GOAL:
Output all records precisely as written.

EXCERPTED RECORDS:

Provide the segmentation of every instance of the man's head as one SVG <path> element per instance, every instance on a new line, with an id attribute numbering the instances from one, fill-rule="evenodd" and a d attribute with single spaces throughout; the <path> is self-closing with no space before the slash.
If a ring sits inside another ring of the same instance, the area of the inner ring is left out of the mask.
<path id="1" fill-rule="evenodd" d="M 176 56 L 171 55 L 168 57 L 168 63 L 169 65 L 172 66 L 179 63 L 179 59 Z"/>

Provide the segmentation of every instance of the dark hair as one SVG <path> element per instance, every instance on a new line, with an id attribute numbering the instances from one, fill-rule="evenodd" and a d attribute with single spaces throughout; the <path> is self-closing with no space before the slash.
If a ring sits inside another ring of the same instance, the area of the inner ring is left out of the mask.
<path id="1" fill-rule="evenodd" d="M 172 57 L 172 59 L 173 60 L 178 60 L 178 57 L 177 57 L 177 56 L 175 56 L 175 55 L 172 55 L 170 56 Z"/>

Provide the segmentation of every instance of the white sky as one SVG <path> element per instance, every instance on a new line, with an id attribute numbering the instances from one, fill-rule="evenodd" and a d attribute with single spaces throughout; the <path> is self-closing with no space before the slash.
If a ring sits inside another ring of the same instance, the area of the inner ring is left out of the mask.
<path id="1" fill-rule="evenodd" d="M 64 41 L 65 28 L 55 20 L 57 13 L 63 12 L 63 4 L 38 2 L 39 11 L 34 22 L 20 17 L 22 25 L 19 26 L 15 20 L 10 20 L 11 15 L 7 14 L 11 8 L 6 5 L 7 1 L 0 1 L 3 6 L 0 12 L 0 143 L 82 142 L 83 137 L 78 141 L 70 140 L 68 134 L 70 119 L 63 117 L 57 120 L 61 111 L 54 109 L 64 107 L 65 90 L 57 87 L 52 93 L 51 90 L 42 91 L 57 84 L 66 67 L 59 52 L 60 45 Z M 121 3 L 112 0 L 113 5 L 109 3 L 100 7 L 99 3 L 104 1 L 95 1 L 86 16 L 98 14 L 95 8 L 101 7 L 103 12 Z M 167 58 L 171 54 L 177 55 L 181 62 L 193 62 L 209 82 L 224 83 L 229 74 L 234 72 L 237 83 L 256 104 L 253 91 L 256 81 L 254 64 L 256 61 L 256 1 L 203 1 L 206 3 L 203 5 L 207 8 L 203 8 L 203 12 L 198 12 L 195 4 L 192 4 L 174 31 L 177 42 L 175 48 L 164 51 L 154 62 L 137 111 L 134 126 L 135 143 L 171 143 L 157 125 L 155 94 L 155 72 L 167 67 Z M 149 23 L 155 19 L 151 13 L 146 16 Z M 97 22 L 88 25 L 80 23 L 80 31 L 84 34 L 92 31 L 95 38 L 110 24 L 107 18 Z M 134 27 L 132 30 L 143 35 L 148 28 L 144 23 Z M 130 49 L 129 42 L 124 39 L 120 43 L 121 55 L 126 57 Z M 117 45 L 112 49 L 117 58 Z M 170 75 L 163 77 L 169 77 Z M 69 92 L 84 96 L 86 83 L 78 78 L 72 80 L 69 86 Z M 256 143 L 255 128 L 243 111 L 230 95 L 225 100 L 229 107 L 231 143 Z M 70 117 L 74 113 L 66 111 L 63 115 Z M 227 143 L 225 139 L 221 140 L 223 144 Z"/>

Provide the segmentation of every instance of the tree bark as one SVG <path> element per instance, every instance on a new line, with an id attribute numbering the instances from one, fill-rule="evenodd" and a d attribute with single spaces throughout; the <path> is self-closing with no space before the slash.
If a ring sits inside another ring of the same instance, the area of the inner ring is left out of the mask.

REPLY TO THE EXERCISE:
Provide the segmentation of every instance of the man's head as one SVG <path> element per instance, every instance on a new line, with an id attribute numbering the instances from one, fill-rule="evenodd" and a d attribute with single spaces throughout; the <path> is self-closing with no space before the slash.
If a ring sits inside another ring of the same instance, the area of the inner ring is left out of the mask.
<path id="1" fill-rule="evenodd" d="M 176 56 L 171 55 L 168 57 L 168 63 L 169 65 L 172 66 L 179 63 L 179 59 Z"/>

Provide the segmentation of every instance of the dark hair as one SVG <path> element per instance, every instance on a new line, with an id attribute numbering the instances from one, fill-rule="evenodd" and a d attribute with single spaces throughout; the <path> is self-closing with no space before the slash.
If a ring sits inside another ring of the same instance, the area of the inner ring is left out of the mask.
<path id="1" fill-rule="evenodd" d="M 172 57 L 172 59 L 173 60 L 178 60 L 178 57 L 177 57 L 177 56 L 175 56 L 175 55 L 172 55 L 170 56 Z"/>

Provide the segmentation of every instance of the white sky as one SVG <path> element per instance, every instance on a new line, with an id attribute numbering the instances from one, fill-rule="evenodd" and a d attribute with single spaces throughout; the <path> is self-closing with no space before the slash.
If a ring sits inside another ring of the same instance, the area of the inner ring is left out of the mask.
<path id="1" fill-rule="evenodd" d="M 64 41 L 65 28 L 55 20 L 57 13 L 63 12 L 63 4 L 38 2 L 39 11 L 34 22 L 20 17 L 22 25 L 19 26 L 15 20 L 10 20 L 11 15 L 7 14 L 11 8 L 6 5 L 7 1 L 0 1 L 3 6 L 0 12 L 0 143 L 82 142 L 83 137 L 78 141 L 70 140 L 68 134 L 70 119 L 63 117 L 57 120 L 61 111 L 54 109 L 64 107 L 65 90 L 57 87 L 52 93 L 51 90 L 42 91 L 57 84 L 66 67 L 59 52 L 60 45 Z M 121 3 L 112 0 L 113 5 L 109 3 L 100 7 L 99 3 L 104 1 L 95 1 L 86 16 L 98 14 L 95 8 L 101 7 L 103 12 Z M 167 58 L 171 54 L 177 55 L 181 62 L 193 62 L 209 82 L 224 83 L 229 74 L 234 72 L 237 83 L 256 104 L 253 91 L 256 81 L 254 64 L 256 61 L 256 1 L 203 1 L 206 3 L 203 5 L 207 8 L 203 8 L 203 12 L 198 12 L 195 4 L 192 4 L 174 31 L 177 42 L 175 48 L 164 51 L 154 62 L 137 111 L 134 126 L 135 143 L 171 143 L 157 125 L 155 94 L 155 72 L 167 67 Z M 149 23 L 155 19 L 151 13 L 146 16 Z M 97 22 L 88 25 L 80 23 L 80 31 L 84 34 L 92 31 L 95 38 L 110 24 L 107 18 Z M 134 27 L 132 30 L 143 35 L 148 28 L 144 23 Z M 130 49 L 129 42 L 124 39 L 120 43 L 121 55 L 126 57 Z M 117 45 L 112 49 L 117 58 Z M 170 75 L 163 77 L 169 77 Z M 69 92 L 84 96 L 86 83 L 78 78 L 72 80 L 69 86 Z M 256 143 L 255 128 L 243 111 L 230 95 L 225 100 L 229 107 L 231 143 Z M 70 117 L 74 113 L 66 111 L 63 115 Z M 227 143 L 225 139 L 221 140 L 223 144 Z"/>

Provide the segmentation of every instance of the tree bark as one SVG <path> element per instance, every instance on a new line, with an id attribute numbering the instances from one, fill-rule="evenodd" and a d attribute with single spaces throughout; the <path> is self-closing with no space before the slash.
If a ring sits inside another ring of the same instance, the area of the inner ring is left out of the mask.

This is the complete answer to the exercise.